- Task statement
Render every line of the records below as a Markdown table with two columns, Row for the line number and Line for the text, skipping any blank lines. Leave the pictures out of the table.

====== Extracted material ======

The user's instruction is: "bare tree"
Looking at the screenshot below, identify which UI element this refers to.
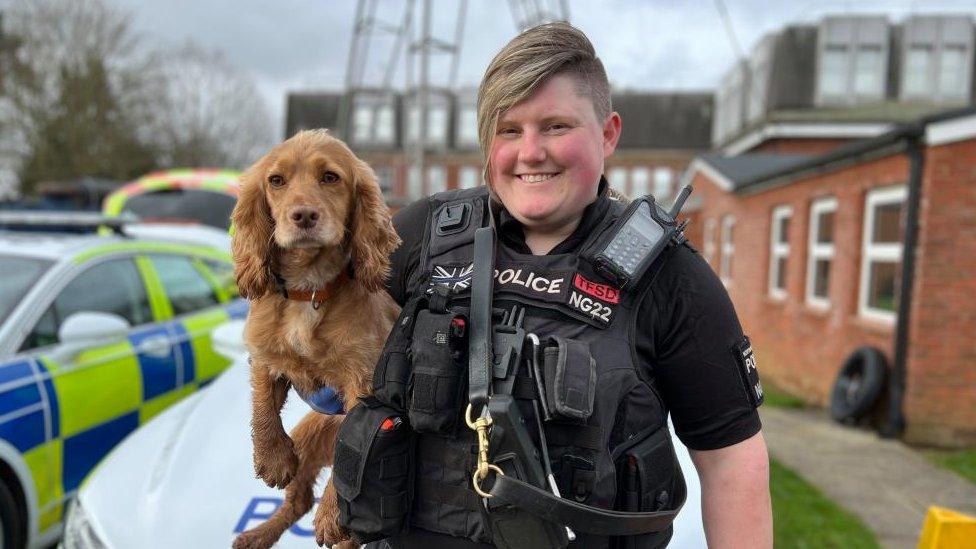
[0,0,274,194]
[137,42,274,167]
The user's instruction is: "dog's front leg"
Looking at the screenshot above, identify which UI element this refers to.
[251,360,298,488]
[313,476,356,548]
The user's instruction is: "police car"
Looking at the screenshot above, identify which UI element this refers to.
[102,168,241,230]
[0,212,247,548]
[64,328,706,549]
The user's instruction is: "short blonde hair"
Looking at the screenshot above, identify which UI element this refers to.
[478,21,613,166]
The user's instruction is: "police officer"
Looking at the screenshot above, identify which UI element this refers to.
[352,23,772,549]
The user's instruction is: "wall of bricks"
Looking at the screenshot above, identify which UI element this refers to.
[905,139,976,446]
[688,139,976,446]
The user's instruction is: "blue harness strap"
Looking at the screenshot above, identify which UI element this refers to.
[295,387,346,416]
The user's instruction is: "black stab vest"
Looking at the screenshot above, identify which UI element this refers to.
[398,187,669,548]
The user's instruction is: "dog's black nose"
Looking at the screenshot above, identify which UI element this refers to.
[291,208,319,229]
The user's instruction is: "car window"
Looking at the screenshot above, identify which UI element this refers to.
[0,255,52,324]
[203,259,238,297]
[21,258,153,351]
[122,189,237,229]
[149,255,220,315]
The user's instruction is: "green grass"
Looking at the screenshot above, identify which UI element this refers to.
[763,381,806,408]
[924,448,976,484]
[770,460,879,549]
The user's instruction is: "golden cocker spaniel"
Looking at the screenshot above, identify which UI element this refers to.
[231,130,400,548]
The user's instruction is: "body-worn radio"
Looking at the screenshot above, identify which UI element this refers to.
[582,185,692,288]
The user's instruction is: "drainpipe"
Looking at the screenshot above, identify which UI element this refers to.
[880,133,925,438]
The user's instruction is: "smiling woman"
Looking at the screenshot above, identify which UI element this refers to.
[488,74,620,253]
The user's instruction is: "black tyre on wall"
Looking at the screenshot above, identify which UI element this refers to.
[830,347,888,423]
[0,480,27,549]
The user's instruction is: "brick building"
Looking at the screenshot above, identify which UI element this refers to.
[285,89,712,205]
[683,9,976,446]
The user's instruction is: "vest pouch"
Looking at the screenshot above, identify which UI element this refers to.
[543,336,596,423]
[373,298,425,412]
[407,310,467,436]
[332,396,415,544]
[612,424,686,549]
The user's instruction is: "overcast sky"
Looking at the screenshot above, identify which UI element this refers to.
[105,0,976,136]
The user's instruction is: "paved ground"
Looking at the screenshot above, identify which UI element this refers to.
[760,407,976,549]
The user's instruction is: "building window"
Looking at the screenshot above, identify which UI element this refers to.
[407,166,424,199]
[702,217,715,265]
[854,46,884,99]
[458,106,478,146]
[858,187,907,322]
[768,206,793,299]
[806,198,837,308]
[373,166,393,195]
[718,215,735,285]
[376,105,394,143]
[427,105,447,145]
[904,45,932,98]
[407,105,420,143]
[458,166,481,189]
[654,167,674,202]
[939,46,969,99]
[352,105,373,143]
[607,168,627,194]
[820,46,850,97]
[630,168,651,198]
[427,166,447,194]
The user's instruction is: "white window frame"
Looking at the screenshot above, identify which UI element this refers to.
[424,164,447,196]
[457,105,478,147]
[630,166,651,198]
[718,214,735,286]
[458,166,481,189]
[804,197,837,309]
[767,206,793,300]
[703,217,715,265]
[607,166,628,195]
[857,185,908,324]
[651,166,674,203]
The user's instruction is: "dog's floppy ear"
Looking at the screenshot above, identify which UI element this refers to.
[231,157,277,299]
[350,159,400,292]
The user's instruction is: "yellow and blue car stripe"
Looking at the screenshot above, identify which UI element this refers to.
[0,243,248,533]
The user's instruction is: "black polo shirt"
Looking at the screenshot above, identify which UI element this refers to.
[387,184,760,450]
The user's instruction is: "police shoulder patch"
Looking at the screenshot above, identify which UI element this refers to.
[732,336,763,408]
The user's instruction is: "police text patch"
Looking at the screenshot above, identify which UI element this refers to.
[732,336,763,408]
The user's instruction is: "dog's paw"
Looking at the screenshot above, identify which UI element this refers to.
[232,528,275,549]
[254,437,298,488]
[315,504,348,548]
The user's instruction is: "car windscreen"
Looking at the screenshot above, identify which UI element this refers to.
[123,189,237,229]
[0,254,54,325]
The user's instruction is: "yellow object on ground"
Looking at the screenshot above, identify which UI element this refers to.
[918,505,976,549]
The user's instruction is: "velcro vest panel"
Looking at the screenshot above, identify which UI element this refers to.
[410,187,666,547]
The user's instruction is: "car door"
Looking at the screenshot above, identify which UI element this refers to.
[15,257,161,530]
[148,254,230,392]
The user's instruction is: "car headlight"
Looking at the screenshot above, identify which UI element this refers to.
[58,499,108,549]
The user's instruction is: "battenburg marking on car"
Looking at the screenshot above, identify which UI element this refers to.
[0,234,250,535]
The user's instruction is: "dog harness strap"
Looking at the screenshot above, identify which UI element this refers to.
[285,269,349,309]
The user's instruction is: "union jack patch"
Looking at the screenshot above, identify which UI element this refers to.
[430,263,474,292]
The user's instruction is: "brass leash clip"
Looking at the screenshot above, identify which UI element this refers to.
[464,404,505,498]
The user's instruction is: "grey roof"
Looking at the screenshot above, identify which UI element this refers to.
[285,90,712,151]
[698,106,976,191]
[698,153,814,190]
[613,92,712,150]
[285,92,342,138]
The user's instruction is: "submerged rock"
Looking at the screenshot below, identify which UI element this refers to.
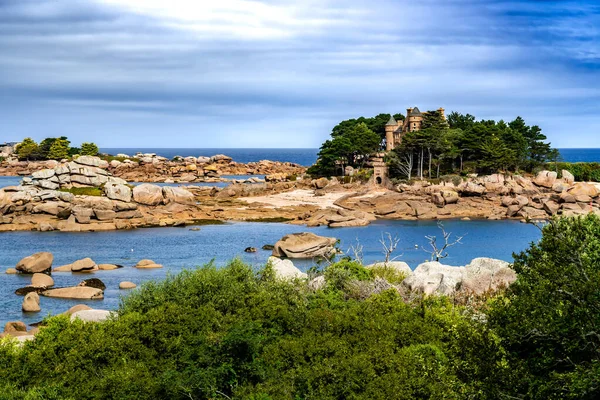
[268,257,307,279]
[16,252,54,274]
[71,310,112,322]
[42,286,104,300]
[21,292,41,312]
[273,232,337,258]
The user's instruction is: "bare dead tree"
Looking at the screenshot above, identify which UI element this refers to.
[398,151,414,180]
[348,238,364,264]
[423,221,464,261]
[379,232,402,264]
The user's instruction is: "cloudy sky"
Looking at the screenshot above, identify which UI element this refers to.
[0,0,600,147]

======

- Response
| Row | Line |
|---|---|
| 1 | The user's instruction is: "bare tree" |
| 2 | Looking at the screenshot below, identify which UI element this refers to. |
| 3 | [0,0,274,194] |
| 4 | [137,42,274,167] |
| 5 | The user's instruction is: "dog's front leg" |
| 6 | Looking at the screenshot above, identify which UI element this refers to. |
| 7 | [251,360,298,488] |
| 8 | [313,476,356,548] |
| 9 | The user's instruction is: "police car" |
| 10 | Looking at the screenshot above, identify which UI element this refers to. |
| 11 | [102,168,241,230] |
| 12 | [0,212,247,548] |
| 13 | [64,328,706,549] |
| 14 | The user's instruction is: "short blonde hair" |
| 15 | Looking at the screenshot above, identify which UI element this refers to. |
| 16 | [478,21,613,166] |
| 17 | The user's instruction is: "police officer" |
| 18 | Looking at the screenshot above, identify which UI element this refers to. |
| 19 | [352,23,772,549] |
| 20 | The user's instruction is: "wall of bricks" |
| 21 | Looking at the screenshot above, identify which UI element this refers to. |
| 22 | [905,139,976,446] |
| 23 | [688,139,976,446] |
| 24 | The user's instruction is: "blue harness strap" |
| 25 | Looking at the screenshot above, identify which UI element this refers to. |
| 26 | [295,387,346,416] |
| 27 | The user's instruction is: "black stab vest" |
| 28 | Looking at the screenshot above, identify which UI element this refers to. |
| 29 | [398,187,669,548] |
| 30 | The user's instruction is: "dog's black nose" |
| 31 | Looking at the screenshot above, identify which UI element this refers to. |
| 32 | [291,208,319,229] |
| 33 | The user's instruction is: "car window" |
| 34 | Looking at the screenshot above, identify which UI element this refers to. |
| 35 | [0,255,52,324] |
| 36 | [203,259,238,297] |
| 37 | [21,258,153,351] |
| 38 | [122,189,237,229] |
| 39 | [149,255,220,315] |
| 40 | The user's instruction is: "green grass" |
| 41 | Looking at the screenshot above, identify which UI element this refers to. |
| 42 | [763,381,806,408] |
| 43 | [924,448,976,484] |
| 44 | [770,460,879,549] |
| 45 | The user's instruction is: "golden cocker spaniel" |
| 46 | Looking at the screenshot above, identify which UI element this refers to. |
| 47 | [231,130,400,548] |
| 48 | The user's instruction is: "body-worn radio" |
| 49 | Looking at the screenshot above, identify which UI element this refers to. |
| 50 | [582,185,692,288] |
| 51 | The user's instruction is: "drainpipe" |
| 52 | Looking at the screenshot above, identify which UI element this refers to. |
| 53 | [880,133,925,438] |
| 54 | The user's instruction is: "smiling woman" |
| 55 | Looking at the screenshot above, identify which UI element this refers to. |
| 56 | [488,74,620,253] |
| 57 | The user's instruction is: "black tyre on wall" |
| 58 | Looking at the screenshot above, identify which UI element this refers to. |
| 59 | [830,347,888,423] |
| 60 | [0,480,27,549] |
| 61 | The user's instruction is: "brick building" |
| 62 | Looking at the screenshot above, identify which UI element this refers to. |
| 63 | [285,89,712,205] |
| 64 | [683,9,976,446] |
| 65 | The user's instruction is: "vest pouch" |
| 66 | Looking at the screenshot above, identify which UI element this refers to. |
| 67 | [543,336,596,423] |
| 68 | [373,298,425,412] |
| 69 | [407,310,467,436] |
| 70 | [332,396,415,544] |
| 71 | [612,424,686,549] |
| 72 | The user's instruction is: "overcast sky" |
| 73 | Looking at the screenshot above, identify which UI element this refers to. |
| 74 | [105,0,976,136] |
| 75 | The user's instruction is: "paved ground" |
| 76 | Looking at the screenshot above, identify which UI element this refers to. |
| 77 | [760,407,976,549] |
| 78 | The user's instruction is: "building window" |
| 79 | Looking at the screenshot above, identify which UI element this refers to. |
| 80 | [407,166,424,199] |
| 81 | [702,217,715,265] |
| 82 | [854,46,884,99] |
| 83 | [458,106,478,146] |
| 84 | [858,187,907,322] |
| 85 | [768,206,793,299] |
| 86 | [806,198,837,308] |
| 87 | [373,166,393,195] |
| 88 | [718,215,735,285] |
| 89 | [376,105,394,143] |
| 90 | [427,105,447,145] |
| 91 | [904,45,932,98] |
| 92 | [407,105,420,143] |
| 93 | [458,166,481,189] |
| 94 | [654,167,674,202] |
| 95 | [939,46,969,99] |
| 96 | [352,105,373,143] |
| 97 | [607,168,627,194] |
| 98 | [820,46,850,97] |
| 99 | [630,168,651,198] |
| 100 | [427,166,447,194] |
| 101 | The user's instruction is: "white window frame" |
| 102 | Looking at the screenshot above, identify which UI element this refers to. |
| 103 | [424,164,447,196] |
| 104 | [457,105,478,147] |
| 105 | [630,166,651,198] |
| 106 | [718,214,735,286] |
| 107 | [458,166,481,189] |
| 108 | [804,197,837,309] |
| 109 | [767,206,793,300] |
| 110 | [703,217,715,265] |
| 111 | [607,166,628,195] |
| 112 | [857,185,908,324] |
| 113 | [651,166,674,203] |
| 114 | The user's instruction is: "dog's floppy ear" |
| 115 | Looking at the screenshot above, identify which UI element this refers to. |
| 116 | [231,157,277,299] |
| 117 | [350,159,400,292] |
| 118 | The user's instruction is: "yellow and blue car stripe" |
| 119 | Looking at the screenshot above, identify which UI element this refers to. |
| 120 | [0,243,248,533] |
| 121 | The user's instruction is: "black polo shirt" |
| 122 | Looking at the screenshot above, identify which UI element this refers to. |
| 123 | [387,184,760,450] |
| 124 | The user's instruction is: "police shoulder patch" |
| 125 | Looking at the screenshot above, identify which UI element this refers to. |
| 126 | [732,336,763,408] |
| 127 | The user's instruction is: "police text patch" |
| 128 | Looking at the screenshot above, identify which UI element this refers to. |
| 129 | [732,336,763,408] |
| 130 | The user's instruction is: "dog's paw" |
| 131 | Looking at the screenshot above, identify which UI element this refers to. |
| 132 | [232,528,275,549] |
| 133 | [254,437,298,488] |
| 134 | [315,504,348,548] |
| 135 | The user's instruction is: "car windscreen" |
| 136 | Looking at the screenshot above, identify which UI element this refers to. |
| 137 | [123,189,237,229] |
| 138 | [0,254,54,325] |
| 139 | The user's instruction is: "yellow object on ground" |
| 140 | Looking at the screenshot above, identify which UI element this refers to. |
| 141 | [918,505,976,549] |
| 142 | The user's instruction is: "velcro vest panel" |
| 143 | Looking at the screenshot above, identify which UI element this refers to. |
| 144 | [410,187,666,547] |
| 145 | The user's instruction is: "car door" |
| 146 | Looking at the screenshot above, identify which UI element this refers to. |
| 147 | [15,257,161,530] |
| 148 | [148,254,230,392] |
| 149 | The user's instruction is: "car headlight" |
| 150 | Looking at the screenshot above, identify which UI element this refers to. |
| 151 | [58,499,108,549] |
| 152 | The user's instruction is: "battenburg marking on car" |
| 153 | Looking at the screenshot above, identify which UI element this refers to. |
| 154 | [0,234,250,535] |
| 155 | The user's instruction is: "dog harness strap" |
| 156 | Looking at the screenshot above, identify which UI element this refers to. |
| 157 | [285,269,349,309] |
| 158 | The user's instruction is: "union jack patch" |
| 159 | Looking at the screenshot above, identify which UI element this refers to. |
| 160 | [430,263,474,292] |
| 161 | The user's instruction is: "brass leash clip" |
| 162 | Looking at the screenshot above, identify which UI element this refers to. |
| 163 | [464,404,505,498] |
| 164 | The user's instruction is: "grey roof" |
| 165 | Looking at the screenshot above, identify which UI element this refers to. |
| 166 | [285,90,712,151] |
| 167 | [698,106,976,191] |
| 168 | [698,153,814,190] |
| 169 | [613,92,712,150] |
| 170 | [285,92,342,138] |
| 171 | The user's instruction is: "submerged rock" |
| 172 | Looking at the screenshot below, identify which UI element this refers to. |
| 173 | [268,257,307,279] |
| 174 | [16,252,54,274] |
| 175 | [71,310,112,322] |
| 176 | [42,286,104,300] |
| 177 | [21,292,41,312] |
| 178 | [273,232,337,258] |
| 179 | The user's instruction is: "bare dead tree" |
| 180 | Looking at the screenshot above, identify which UI element this refers to. |
| 181 | [398,151,414,180] |
| 182 | [348,238,364,264] |
| 183 | [423,221,464,261] |
| 184 | [379,232,402,264] |
| 185 | The user's instruction is: "cloudy sky" |
| 186 | Looking at the screenshot above, identify which UI element this refers to. |
| 187 | [0,0,600,147] |